■ Document extract ■
## Start
VIK could be regarded as a quintessence of the German NG prototypes, a chunky, powerful engine with many wheels. 

Here is a link with some historical photographs http://www.saechsische-schmalspurfahrzeuge.de/loks/vik/vik1.htm 

Mr Schug made a very good choice for his third model, and it has been delivered in relatively short time - 18 months 
since the original anounement http://webcache.googleusercontent.c...zubi&cd=1&hl=en&ct=clnk&source=www.google.com 

As I am writing one Accucfaft VIK is on its way to me, so I would say 'watch this space' for the photo/test update... 

Best wishes from Tokyo, Zubi


----------



## deltatrains (Nov 25, 2010)

Posted By zubi on 31 May 2011 01:11 AM 
VIK could be regarded as a quintessence of the German NG prototypes, a chunky, powerful engine with many wheels. 

Here is a link with some historical photographs http://www.saechsische-schmalspurfahrzeuge.de/loks/vik/vik1.htm 

Mr Schug made a very good choice for his third model, and it has been delivered in relatively short time - 18 months 
since the original anounement http://webcache.googleusercontent.c...zubi&cd=1&hl=en&ct=clnk&source=www.google.com 

As I am writing one Accucfaft VIK is on its way to me, so I would say 'watch this space' for the photo/test update... 

Best wishes from Tokyo, Zubi 

*What a wonderful group of helpful people. Thank you for the reference and links. We can compare notes when I get mine.*
*Peter. *


----------



## Spule 4 (Jan 2, 2008)

Zubi- 

One thing to watch will be what versions will be released. A lot of German steam had a lot of different details between as built and "Reko" by the DR with new tanks, boilers, air brakes, fittings, etc. And with the VIK, one also had the copy or Nachbau versions bought by the DRG in the 1920s.
## End
■ Data provided ■
## Start
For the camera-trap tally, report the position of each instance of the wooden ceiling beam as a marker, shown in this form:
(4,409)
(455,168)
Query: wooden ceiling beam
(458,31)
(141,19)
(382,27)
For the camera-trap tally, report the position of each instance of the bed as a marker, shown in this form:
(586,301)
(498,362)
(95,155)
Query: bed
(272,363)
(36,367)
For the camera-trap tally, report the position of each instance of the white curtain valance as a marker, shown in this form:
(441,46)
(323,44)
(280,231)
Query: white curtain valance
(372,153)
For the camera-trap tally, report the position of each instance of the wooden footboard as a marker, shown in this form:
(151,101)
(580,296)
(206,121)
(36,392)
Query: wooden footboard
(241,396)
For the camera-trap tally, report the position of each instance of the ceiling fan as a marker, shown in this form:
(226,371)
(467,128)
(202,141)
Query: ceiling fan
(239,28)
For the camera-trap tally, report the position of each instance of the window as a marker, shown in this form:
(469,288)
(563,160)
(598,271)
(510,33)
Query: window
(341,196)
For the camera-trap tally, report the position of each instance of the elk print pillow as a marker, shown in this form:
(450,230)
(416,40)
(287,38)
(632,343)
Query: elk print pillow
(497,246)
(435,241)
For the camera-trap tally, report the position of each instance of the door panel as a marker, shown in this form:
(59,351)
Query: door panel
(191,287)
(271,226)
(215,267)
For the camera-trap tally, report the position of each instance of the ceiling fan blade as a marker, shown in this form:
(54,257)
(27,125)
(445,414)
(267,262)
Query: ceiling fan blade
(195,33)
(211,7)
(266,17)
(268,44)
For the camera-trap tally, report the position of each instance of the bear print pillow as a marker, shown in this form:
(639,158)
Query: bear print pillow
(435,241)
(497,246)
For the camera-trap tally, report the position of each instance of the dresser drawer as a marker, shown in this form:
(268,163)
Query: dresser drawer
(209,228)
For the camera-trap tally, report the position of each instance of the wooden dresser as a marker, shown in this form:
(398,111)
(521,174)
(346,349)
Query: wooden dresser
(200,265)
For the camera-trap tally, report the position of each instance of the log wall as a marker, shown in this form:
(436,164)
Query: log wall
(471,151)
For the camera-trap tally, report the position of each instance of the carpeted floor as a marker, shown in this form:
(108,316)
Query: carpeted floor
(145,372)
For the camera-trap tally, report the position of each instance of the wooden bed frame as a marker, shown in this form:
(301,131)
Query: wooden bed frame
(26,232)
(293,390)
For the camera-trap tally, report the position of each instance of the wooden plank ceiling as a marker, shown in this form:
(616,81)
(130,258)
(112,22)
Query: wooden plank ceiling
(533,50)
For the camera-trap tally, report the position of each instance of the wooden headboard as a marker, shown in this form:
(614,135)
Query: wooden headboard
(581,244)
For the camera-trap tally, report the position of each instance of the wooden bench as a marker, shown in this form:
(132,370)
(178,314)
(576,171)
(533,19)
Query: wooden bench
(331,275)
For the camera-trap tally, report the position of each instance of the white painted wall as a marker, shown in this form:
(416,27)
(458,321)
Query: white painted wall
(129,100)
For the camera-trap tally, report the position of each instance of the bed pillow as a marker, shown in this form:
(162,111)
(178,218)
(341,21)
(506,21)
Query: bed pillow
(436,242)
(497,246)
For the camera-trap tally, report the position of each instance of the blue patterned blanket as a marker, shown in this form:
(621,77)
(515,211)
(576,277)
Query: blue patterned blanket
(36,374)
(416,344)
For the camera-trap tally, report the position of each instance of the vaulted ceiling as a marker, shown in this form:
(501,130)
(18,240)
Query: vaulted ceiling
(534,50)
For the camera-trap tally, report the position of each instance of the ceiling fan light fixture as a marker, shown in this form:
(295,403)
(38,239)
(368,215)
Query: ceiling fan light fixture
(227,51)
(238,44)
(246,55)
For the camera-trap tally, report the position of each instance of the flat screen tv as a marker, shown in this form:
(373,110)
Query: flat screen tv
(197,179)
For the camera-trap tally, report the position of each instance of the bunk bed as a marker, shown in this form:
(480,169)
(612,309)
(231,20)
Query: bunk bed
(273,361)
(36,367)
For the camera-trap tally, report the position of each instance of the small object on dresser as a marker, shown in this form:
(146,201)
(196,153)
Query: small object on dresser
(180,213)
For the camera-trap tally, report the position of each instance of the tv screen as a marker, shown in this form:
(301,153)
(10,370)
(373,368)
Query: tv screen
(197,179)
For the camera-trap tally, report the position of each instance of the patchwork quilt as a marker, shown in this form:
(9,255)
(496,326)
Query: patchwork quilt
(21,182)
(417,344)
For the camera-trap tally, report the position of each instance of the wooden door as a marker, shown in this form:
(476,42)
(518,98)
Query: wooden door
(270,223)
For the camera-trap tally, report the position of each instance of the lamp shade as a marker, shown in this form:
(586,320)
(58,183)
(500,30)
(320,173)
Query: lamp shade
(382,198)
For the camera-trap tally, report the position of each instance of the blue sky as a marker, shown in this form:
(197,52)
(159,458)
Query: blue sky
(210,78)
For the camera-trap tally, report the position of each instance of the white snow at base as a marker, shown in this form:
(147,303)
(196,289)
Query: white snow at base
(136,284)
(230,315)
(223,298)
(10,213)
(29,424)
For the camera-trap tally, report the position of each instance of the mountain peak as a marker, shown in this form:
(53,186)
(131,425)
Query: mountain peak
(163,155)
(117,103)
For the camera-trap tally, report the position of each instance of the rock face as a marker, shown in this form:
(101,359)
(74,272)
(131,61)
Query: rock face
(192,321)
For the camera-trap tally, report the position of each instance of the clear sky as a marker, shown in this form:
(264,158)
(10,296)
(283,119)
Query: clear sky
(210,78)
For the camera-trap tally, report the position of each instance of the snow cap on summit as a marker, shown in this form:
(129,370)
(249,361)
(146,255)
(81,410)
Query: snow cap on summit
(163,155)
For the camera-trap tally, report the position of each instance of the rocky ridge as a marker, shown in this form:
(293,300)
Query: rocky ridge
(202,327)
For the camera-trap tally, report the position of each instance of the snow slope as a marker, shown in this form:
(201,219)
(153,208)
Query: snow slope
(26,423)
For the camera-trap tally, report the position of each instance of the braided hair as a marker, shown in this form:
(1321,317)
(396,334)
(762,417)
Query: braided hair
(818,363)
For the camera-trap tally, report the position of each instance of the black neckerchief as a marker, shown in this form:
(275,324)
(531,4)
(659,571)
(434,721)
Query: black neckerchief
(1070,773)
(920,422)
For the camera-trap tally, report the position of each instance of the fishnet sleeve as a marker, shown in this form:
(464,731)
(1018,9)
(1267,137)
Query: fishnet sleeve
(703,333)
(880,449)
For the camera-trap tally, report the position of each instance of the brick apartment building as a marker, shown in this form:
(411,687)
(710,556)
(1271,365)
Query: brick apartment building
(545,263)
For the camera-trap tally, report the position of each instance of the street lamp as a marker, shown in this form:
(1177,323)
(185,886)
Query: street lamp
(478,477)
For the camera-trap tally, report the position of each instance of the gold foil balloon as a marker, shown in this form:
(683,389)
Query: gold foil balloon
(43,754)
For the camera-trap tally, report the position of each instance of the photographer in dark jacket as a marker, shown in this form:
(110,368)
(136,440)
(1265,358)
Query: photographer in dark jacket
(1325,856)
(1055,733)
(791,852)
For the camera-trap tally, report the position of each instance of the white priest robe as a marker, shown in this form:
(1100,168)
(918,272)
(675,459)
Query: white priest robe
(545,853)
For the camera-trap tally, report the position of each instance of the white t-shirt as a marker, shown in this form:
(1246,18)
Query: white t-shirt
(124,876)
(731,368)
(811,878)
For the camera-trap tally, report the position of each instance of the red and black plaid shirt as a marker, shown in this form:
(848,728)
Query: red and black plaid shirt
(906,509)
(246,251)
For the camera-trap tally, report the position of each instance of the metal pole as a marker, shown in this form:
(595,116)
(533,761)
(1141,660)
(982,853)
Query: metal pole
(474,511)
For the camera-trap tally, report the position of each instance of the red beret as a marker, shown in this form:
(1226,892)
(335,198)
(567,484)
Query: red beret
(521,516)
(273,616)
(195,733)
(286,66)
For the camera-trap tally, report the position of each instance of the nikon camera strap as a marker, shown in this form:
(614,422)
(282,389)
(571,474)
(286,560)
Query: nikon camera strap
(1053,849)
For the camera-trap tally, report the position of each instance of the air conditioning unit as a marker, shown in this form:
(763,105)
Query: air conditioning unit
## End
■ Exercises to complete ■
#1 List the changes that the VIK forum thread names for the "Reko" rebuilds by the DR.
#2 Answer these questions from the VIK forum thread:
(a) How long after the original announcement was Mr Schug's model delivered?
(b) Where does Zubi send best wishes from?
(c) Who bought the copy or Nachbau versions of the VIK, and in what decade?
#3 Transcribe the part of the VIK forum thread that opens with the words "## Spule 4 (Jan" and closes with "in the 1920s.".

■ Answers by task ■
#1 New tanks, boilers, air brakes, fittings

#2
(a) 18 months
(b) Tokyo
(c) The DRG, in the 1920s

#3
## Spule 4 (Jan 2, 2008)

Zubi- 

One thing to watch will be what versions will be released. A lot of German steam had a lot of different details between as built and "Reko" by the DR with new tanks, boilers, air brakes, fittings, etc. And with the VIK, one also had the copy or Nachbau versions bought by the DRG in the 1920s.